The lines to extract run from the first line of the material below to the line containing "[tag] metal scaffolding", both included; leave the pictures behind.

########################################

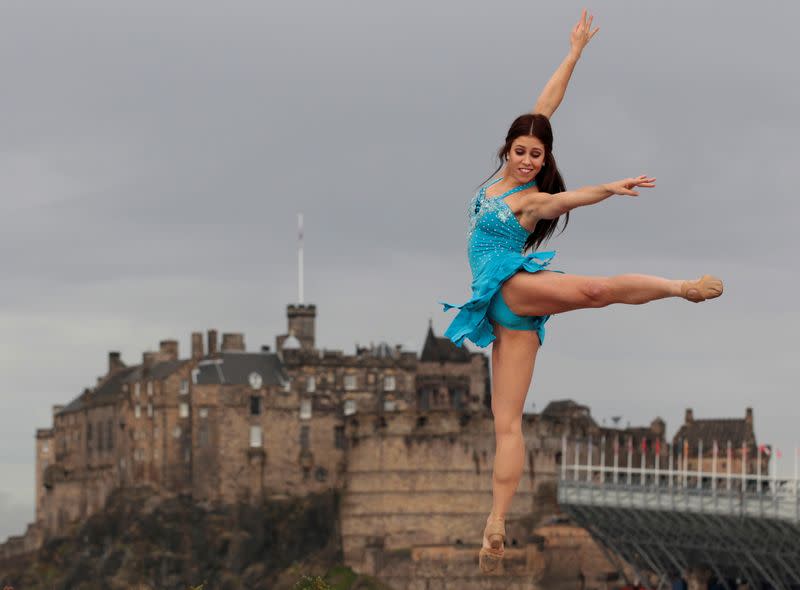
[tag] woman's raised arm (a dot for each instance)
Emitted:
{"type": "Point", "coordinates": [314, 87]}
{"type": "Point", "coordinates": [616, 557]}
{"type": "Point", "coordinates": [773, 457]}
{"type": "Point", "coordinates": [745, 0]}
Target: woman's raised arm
{"type": "Point", "coordinates": [537, 205]}
{"type": "Point", "coordinates": [556, 86]}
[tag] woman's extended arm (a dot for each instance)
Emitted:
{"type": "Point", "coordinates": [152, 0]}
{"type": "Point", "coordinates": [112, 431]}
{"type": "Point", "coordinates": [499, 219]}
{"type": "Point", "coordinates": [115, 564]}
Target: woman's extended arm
{"type": "Point", "coordinates": [546, 206]}
{"type": "Point", "coordinates": [556, 86]}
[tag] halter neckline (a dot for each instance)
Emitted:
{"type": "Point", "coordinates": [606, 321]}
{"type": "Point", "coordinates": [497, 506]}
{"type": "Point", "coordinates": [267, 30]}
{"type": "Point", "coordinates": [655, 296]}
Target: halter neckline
{"type": "Point", "coordinates": [516, 189]}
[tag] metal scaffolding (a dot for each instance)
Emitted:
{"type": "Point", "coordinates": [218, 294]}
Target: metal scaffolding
{"type": "Point", "coordinates": [668, 522]}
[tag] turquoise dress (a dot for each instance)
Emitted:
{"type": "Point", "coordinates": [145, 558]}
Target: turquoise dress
{"type": "Point", "coordinates": [495, 241]}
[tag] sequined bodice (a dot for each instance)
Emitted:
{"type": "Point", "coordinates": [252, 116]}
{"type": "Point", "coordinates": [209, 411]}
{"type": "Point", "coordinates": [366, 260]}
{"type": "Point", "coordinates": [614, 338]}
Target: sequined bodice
{"type": "Point", "coordinates": [494, 230]}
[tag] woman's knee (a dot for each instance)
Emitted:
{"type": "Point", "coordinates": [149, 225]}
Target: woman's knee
{"type": "Point", "coordinates": [597, 292]}
{"type": "Point", "coordinates": [505, 424]}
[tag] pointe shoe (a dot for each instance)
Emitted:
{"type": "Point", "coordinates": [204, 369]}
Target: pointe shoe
{"type": "Point", "coordinates": [490, 558]}
{"type": "Point", "coordinates": [706, 287]}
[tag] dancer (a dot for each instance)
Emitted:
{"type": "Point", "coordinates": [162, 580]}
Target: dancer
{"type": "Point", "coordinates": [512, 293]}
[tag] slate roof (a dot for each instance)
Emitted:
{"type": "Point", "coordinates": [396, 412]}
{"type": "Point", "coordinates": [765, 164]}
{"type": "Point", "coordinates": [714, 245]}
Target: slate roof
{"type": "Point", "coordinates": [563, 407]}
{"type": "Point", "coordinates": [736, 430]}
{"type": "Point", "coordinates": [438, 349]}
{"type": "Point", "coordinates": [109, 390]}
{"type": "Point", "coordinates": [234, 368]}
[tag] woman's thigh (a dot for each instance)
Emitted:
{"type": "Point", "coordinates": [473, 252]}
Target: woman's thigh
{"type": "Point", "coordinates": [513, 359]}
{"type": "Point", "coordinates": [547, 292]}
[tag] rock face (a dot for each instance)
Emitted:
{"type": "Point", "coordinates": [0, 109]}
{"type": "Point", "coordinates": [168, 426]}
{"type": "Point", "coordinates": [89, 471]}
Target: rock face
{"type": "Point", "coordinates": [148, 542]}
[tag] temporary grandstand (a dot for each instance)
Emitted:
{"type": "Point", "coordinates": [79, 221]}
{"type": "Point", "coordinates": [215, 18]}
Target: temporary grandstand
{"type": "Point", "coordinates": [671, 517]}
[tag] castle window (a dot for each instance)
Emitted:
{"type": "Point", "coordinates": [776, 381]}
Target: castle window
{"type": "Point", "coordinates": [338, 437]}
{"type": "Point", "coordinates": [458, 398]}
{"type": "Point", "coordinates": [305, 409]}
{"type": "Point", "coordinates": [255, 436]}
{"type": "Point", "coordinates": [424, 399]}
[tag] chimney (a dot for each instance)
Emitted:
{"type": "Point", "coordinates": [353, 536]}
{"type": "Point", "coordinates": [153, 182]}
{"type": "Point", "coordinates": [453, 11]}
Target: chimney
{"type": "Point", "coordinates": [197, 345]}
{"type": "Point", "coordinates": [233, 341]}
{"type": "Point", "coordinates": [168, 350]}
{"type": "Point", "coordinates": [114, 362]}
{"type": "Point", "coordinates": [301, 319]}
{"type": "Point", "coordinates": [148, 358]}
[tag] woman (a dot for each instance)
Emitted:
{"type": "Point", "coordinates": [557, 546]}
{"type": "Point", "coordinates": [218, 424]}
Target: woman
{"type": "Point", "coordinates": [513, 296]}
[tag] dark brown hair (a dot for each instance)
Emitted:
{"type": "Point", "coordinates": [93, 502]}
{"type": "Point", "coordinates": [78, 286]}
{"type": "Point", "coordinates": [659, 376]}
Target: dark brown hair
{"type": "Point", "coordinates": [548, 179]}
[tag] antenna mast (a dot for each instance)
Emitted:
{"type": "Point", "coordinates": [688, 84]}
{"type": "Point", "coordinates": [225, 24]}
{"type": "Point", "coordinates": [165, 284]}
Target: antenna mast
{"type": "Point", "coordinates": [300, 258]}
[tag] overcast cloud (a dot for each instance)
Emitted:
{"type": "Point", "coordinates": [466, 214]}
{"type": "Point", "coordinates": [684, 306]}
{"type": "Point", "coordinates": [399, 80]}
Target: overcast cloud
{"type": "Point", "coordinates": [154, 157]}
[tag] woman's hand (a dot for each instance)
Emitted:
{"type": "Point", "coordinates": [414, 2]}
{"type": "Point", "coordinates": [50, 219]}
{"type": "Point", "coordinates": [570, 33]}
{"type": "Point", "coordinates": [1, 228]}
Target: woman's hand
{"type": "Point", "coordinates": [626, 185]}
{"type": "Point", "coordinates": [581, 34]}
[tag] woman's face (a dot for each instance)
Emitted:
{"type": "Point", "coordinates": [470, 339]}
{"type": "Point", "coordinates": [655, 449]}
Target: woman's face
{"type": "Point", "coordinates": [525, 158]}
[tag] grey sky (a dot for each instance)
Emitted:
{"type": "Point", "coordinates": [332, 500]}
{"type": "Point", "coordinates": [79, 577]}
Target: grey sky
{"type": "Point", "coordinates": [154, 157]}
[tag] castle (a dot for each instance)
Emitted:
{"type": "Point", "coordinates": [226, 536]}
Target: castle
{"type": "Point", "coordinates": [407, 437]}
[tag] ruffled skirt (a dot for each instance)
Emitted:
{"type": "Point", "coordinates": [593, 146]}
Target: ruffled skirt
{"type": "Point", "coordinates": [472, 321]}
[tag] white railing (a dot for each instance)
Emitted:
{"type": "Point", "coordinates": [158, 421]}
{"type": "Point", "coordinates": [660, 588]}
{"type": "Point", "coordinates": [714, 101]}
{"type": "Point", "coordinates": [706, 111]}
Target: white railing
{"type": "Point", "coordinates": [587, 478]}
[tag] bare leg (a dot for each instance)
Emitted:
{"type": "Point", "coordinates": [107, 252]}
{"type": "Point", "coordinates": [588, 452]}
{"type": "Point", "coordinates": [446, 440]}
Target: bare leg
{"type": "Point", "coordinates": [546, 292]}
{"type": "Point", "coordinates": [513, 358]}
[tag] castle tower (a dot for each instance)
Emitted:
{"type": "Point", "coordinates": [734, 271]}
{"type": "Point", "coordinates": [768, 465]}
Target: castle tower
{"type": "Point", "coordinates": [300, 317]}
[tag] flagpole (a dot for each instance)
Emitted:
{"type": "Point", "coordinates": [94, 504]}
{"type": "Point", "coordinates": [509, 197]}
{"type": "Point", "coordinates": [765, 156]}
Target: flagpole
{"type": "Point", "coordinates": [630, 458]}
{"type": "Point", "coordinates": [758, 468]}
{"type": "Point", "coordinates": [714, 450]}
{"type": "Point", "coordinates": [730, 466]}
{"type": "Point", "coordinates": [642, 477]}
{"type": "Point", "coordinates": [700, 464]}
{"type": "Point", "coordinates": [603, 459]}
{"type": "Point", "coordinates": [744, 464]}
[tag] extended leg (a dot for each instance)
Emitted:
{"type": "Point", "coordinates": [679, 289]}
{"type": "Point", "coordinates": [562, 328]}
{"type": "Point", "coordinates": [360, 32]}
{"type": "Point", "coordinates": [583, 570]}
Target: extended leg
{"type": "Point", "coordinates": [547, 293]}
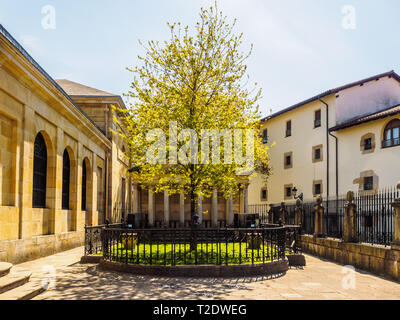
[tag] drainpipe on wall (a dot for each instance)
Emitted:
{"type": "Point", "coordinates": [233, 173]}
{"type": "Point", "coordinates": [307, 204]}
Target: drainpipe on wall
{"type": "Point", "coordinates": [327, 147]}
{"type": "Point", "coordinates": [327, 152]}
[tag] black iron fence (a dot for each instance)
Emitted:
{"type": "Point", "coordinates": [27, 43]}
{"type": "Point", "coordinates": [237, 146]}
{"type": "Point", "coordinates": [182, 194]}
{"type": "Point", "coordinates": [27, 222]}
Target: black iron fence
{"type": "Point", "coordinates": [173, 247]}
{"type": "Point", "coordinates": [93, 244]}
{"type": "Point", "coordinates": [375, 216]}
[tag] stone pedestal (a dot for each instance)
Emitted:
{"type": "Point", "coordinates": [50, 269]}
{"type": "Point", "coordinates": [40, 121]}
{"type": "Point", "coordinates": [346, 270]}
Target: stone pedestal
{"type": "Point", "coordinates": [298, 214]}
{"type": "Point", "coordinates": [319, 219]}
{"type": "Point", "coordinates": [282, 214]}
{"type": "Point", "coordinates": [350, 230]}
{"type": "Point", "coordinates": [396, 222]}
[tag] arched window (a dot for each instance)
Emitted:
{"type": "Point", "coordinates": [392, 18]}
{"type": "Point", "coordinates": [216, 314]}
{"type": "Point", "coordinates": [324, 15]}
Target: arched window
{"type": "Point", "coordinates": [392, 134]}
{"type": "Point", "coordinates": [39, 172]}
{"type": "Point", "coordinates": [84, 185]}
{"type": "Point", "coordinates": [66, 180]}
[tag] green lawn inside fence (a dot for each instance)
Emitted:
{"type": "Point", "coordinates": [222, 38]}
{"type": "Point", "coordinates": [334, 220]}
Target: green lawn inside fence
{"type": "Point", "coordinates": [180, 254]}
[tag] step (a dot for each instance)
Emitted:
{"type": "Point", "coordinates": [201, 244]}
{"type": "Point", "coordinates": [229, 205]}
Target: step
{"type": "Point", "coordinates": [24, 292]}
{"type": "Point", "coordinates": [5, 268]}
{"type": "Point", "coordinates": [17, 277]}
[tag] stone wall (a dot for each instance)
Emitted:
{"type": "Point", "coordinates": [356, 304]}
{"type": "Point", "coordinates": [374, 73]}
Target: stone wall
{"type": "Point", "coordinates": [380, 260]}
{"type": "Point", "coordinates": [21, 250]}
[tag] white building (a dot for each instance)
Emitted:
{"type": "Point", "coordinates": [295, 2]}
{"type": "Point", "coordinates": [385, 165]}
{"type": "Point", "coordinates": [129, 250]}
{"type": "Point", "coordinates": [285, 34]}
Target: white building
{"type": "Point", "coordinates": [346, 138]}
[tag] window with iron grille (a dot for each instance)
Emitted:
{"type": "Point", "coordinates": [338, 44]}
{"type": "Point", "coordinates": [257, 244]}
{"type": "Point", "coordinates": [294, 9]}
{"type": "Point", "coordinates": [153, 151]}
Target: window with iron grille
{"type": "Point", "coordinates": [66, 180]}
{"type": "Point", "coordinates": [288, 128]}
{"type": "Point", "coordinates": [368, 144]}
{"type": "Point", "coordinates": [264, 194]}
{"type": "Point", "coordinates": [39, 173]}
{"type": "Point", "coordinates": [317, 154]}
{"type": "Point", "coordinates": [317, 119]}
{"type": "Point", "coordinates": [265, 136]}
{"type": "Point", "coordinates": [368, 183]}
{"type": "Point", "coordinates": [288, 160]}
{"type": "Point", "coordinates": [317, 188]}
{"type": "Point", "coordinates": [392, 134]}
{"type": "Point", "coordinates": [84, 186]}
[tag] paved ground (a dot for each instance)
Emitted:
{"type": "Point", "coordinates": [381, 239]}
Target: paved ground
{"type": "Point", "coordinates": [319, 280]}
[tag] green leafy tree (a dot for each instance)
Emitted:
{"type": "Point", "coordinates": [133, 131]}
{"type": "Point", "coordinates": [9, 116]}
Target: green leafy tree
{"type": "Point", "coordinates": [195, 82]}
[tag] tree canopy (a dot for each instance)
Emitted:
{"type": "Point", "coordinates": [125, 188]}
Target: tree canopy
{"type": "Point", "coordinates": [182, 89]}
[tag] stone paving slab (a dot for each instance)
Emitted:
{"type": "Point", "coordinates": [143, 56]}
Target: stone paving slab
{"type": "Point", "coordinates": [319, 280]}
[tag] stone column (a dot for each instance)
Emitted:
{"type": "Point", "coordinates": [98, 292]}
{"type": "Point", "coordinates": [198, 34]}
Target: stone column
{"type": "Point", "coordinates": [246, 199]}
{"type": "Point", "coordinates": [151, 207]}
{"type": "Point", "coordinates": [319, 219]}
{"type": "Point", "coordinates": [94, 217]}
{"type": "Point", "coordinates": [349, 232]}
{"type": "Point", "coordinates": [298, 214]}
{"type": "Point", "coordinates": [166, 208]}
{"type": "Point", "coordinates": [282, 214]}
{"type": "Point", "coordinates": [215, 208]}
{"type": "Point", "coordinates": [182, 209]}
{"type": "Point", "coordinates": [229, 217]}
{"type": "Point", "coordinates": [136, 206]}
{"type": "Point", "coordinates": [396, 222]}
{"type": "Point", "coordinates": [200, 209]}
{"type": "Point", "coordinates": [55, 185]}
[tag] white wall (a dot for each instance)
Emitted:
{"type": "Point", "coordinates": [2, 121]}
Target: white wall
{"type": "Point", "coordinates": [373, 96]}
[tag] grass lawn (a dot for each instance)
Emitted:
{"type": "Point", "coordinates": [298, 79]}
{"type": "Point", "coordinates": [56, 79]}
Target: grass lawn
{"type": "Point", "coordinates": [180, 254]}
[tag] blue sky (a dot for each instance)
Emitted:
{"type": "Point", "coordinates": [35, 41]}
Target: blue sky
{"type": "Point", "coordinates": [300, 47]}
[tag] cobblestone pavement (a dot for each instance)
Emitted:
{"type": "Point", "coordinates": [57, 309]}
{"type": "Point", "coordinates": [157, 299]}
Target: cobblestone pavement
{"type": "Point", "coordinates": [319, 280]}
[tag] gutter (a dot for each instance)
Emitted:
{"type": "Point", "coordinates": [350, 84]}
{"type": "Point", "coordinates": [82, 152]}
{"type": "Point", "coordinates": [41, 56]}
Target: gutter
{"type": "Point", "coordinates": [328, 133]}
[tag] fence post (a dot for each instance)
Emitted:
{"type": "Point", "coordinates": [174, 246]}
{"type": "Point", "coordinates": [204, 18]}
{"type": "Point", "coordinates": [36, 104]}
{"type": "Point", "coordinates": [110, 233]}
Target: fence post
{"type": "Point", "coordinates": [396, 222]}
{"type": "Point", "coordinates": [350, 232]}
{"type": "Point", "coordinates": [319, 219]}
{"type": "Point", "coordinates": [283, 213]}
{"type": "Point", "coordinates": [298, 215]}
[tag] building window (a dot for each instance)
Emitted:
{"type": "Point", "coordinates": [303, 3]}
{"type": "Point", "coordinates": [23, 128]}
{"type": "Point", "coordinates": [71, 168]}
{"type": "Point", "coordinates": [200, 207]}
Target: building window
{"type": "Point", "coordinates": [265, 136]}
{"type": "Point", "coordinates": [288, 128]}
{"type": "Point", "coordinates": [84, 178]}
{"type": "Point", "coordinates": [317, 119]}
{"type": "Point", "coordinates": [288, 160]}
{"type": "Point", "coordinates": [317, 189]}
{"type": "Point", "coordinates": [66, 180]}
{"type": "Point", "coordinates": [264, 194]}
{"type": "Point", "coordinates": [368, 144]}
{"type": "Point", "coordinates": [288, 195]}
{"type": "Point", "coordinates": [39, 173]}
{"type": "Point", "coordinates": [392, 134]}
{"type": "Point", "coordinates": [368, 183]}
{"type": "Point", "coordinates": [317, 155]}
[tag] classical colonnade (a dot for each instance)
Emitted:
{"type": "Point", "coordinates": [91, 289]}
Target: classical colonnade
{"type": "Point", "coordinates": [214, 207]}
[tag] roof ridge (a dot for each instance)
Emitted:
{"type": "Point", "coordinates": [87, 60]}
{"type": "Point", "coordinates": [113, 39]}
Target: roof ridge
{"type": "Point", "coordinates": [332, 91]}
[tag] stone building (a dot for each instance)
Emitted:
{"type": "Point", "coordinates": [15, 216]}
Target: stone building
{"type": "Point", "coordinates": [344, 139]}
{"type": "Point", "coordinates": [60, 166]}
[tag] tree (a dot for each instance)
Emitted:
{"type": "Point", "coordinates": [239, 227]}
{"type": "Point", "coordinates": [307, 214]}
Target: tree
{"type": "Point", "coordinates": [184, 87]}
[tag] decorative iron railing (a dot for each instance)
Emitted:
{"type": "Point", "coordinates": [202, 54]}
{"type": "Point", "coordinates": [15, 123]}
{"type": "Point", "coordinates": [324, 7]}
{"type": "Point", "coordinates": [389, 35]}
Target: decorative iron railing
{"type": "Point", "coordinates": [93, 243]}
{"type": "Point", "coordinates": [172, 247]}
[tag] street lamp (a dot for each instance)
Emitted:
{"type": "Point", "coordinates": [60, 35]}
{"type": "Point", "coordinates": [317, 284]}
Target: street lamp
{"type": "Point", "coordinates": [300, 196]}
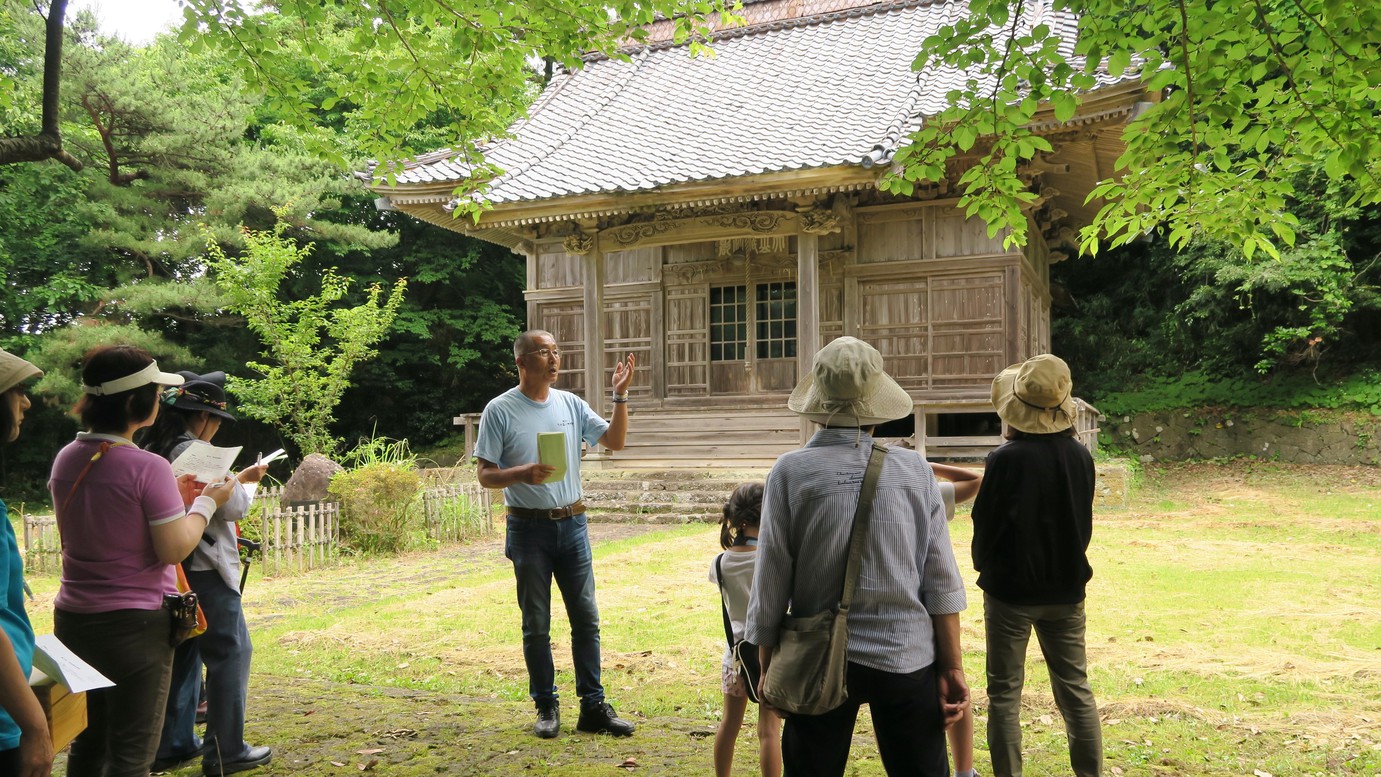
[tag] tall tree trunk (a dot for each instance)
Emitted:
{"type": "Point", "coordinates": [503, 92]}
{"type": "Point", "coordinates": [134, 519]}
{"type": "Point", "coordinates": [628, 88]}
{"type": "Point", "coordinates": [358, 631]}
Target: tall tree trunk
{"type": "Point", "coordinates": [47, 144]}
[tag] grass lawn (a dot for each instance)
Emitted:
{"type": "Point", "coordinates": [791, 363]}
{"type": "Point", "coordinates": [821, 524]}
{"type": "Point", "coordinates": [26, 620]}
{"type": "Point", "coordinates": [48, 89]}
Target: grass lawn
{"type": "Point", "coordinates": [1233, 628]}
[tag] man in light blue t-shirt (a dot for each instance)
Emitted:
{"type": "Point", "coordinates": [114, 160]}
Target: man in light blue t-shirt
{"type": "Point", "coordinates": [546, 534]}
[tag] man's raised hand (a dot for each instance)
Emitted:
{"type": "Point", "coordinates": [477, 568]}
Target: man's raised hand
{"type": "Point", "coordinates": [623, 374]}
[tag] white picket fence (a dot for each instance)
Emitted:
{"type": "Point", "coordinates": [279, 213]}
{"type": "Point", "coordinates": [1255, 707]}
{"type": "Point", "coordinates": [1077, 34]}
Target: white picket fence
{"type": "Point", "coordinates": [294, 538]}
{"type": "Point", "coordinates": [298, 538]}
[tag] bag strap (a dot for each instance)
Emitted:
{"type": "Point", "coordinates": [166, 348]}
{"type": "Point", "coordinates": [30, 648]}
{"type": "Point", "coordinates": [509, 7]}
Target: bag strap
{"type": "Point", "coordinates": [724, 602]}
{"type": "Point", "coordinates": [862, 516]}
{"type": "Point", "coordinates": [105, 447]}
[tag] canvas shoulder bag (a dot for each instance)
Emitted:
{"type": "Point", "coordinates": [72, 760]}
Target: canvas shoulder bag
{"type": "Point", "coordinates": [807, 671]}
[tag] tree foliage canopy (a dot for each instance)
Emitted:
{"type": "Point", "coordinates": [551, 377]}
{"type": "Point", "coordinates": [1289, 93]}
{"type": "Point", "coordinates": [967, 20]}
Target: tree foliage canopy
{"type": "Point", "coordinates": [311, 345]}
{"type": "Point", "coordinates": [1256, 94]}
{"type": "Point", "coordinates": [397, 71]}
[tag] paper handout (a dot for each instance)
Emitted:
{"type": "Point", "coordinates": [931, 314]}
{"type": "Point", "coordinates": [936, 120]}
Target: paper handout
{"type": "Point", "coordinates": [271, 457]}
{"type": "Point", "coordinates": [207, 463]}
{"type": "Point", "coordinates": [551, 450]}
{"type": "Point", "coordinates": [51, 659]}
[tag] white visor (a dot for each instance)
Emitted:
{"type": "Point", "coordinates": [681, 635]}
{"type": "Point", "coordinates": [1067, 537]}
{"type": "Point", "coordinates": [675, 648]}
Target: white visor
{"type": "Point", "coordinates": [144, 377]}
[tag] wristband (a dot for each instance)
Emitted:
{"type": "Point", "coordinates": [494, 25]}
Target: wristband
{"type": "Point", "coordinates": [205, 507]}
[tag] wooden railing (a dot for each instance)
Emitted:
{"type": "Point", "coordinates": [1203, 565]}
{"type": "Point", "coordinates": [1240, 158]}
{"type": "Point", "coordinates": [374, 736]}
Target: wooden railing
{"type": "Point", "coordinates": [296, 538]}
{"type": "Point", "coordinates": [304, 537]}
{"type": "Point", "coordinates": [457, 511]}
{"type": "Point", "coordinates": [42, 547]}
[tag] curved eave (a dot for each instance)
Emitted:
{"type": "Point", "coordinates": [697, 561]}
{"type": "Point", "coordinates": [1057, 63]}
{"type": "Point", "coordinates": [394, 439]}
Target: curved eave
{"type": "Point", "coordinates": [1090, 153]}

########################################

■ **RESULT FOR THIS EXERCISE**:
[tag] woman's raised arm (a dot for each instance)
Emitted:
{"type": "Point", "coordinates": [314, 87]}
{"type": "Point", "coordinates": [616, 557]}
{"type": "Point", "coordinates": [773, 457]}
{"type": "Point", "coordinates": [745, 0]}
Target: woman's raised arm
{"type": "Point", "coordinates": [537, 205]}
{"type": "Point", "coordinates": [556, 86]}
[tag] woman's extended arm (a dot for each instance)
Emitted:
{"type": "Point", "coordinates": [152, 0]}
{"type": "Point", "coordinates": [112, 431]}
{"type": "Point", "coordinates": [499, 219]}
{"type": "Point", "coordinates": [115, 564]}
Target: woman's extended arm
{"type": "Point", "coordinates": [546, 206]}
{"type": "Point", "coordinates": [556, 86]}
[tag] halter neckline (a dot for each instance)
Emitted:
{"type": "Point", "coordinates": [606, 321]}
{"type": "Point", "coordinates": [497, 506]}
{"type": "Point", "coordinates": [267, 30]}
{"type": "Point", "coordinates": [655, 296]}
Target: halter neckline
{"type": "Point", "coordinates": [516, 189]}
[tag] metal scaffolding (a dot for each instance)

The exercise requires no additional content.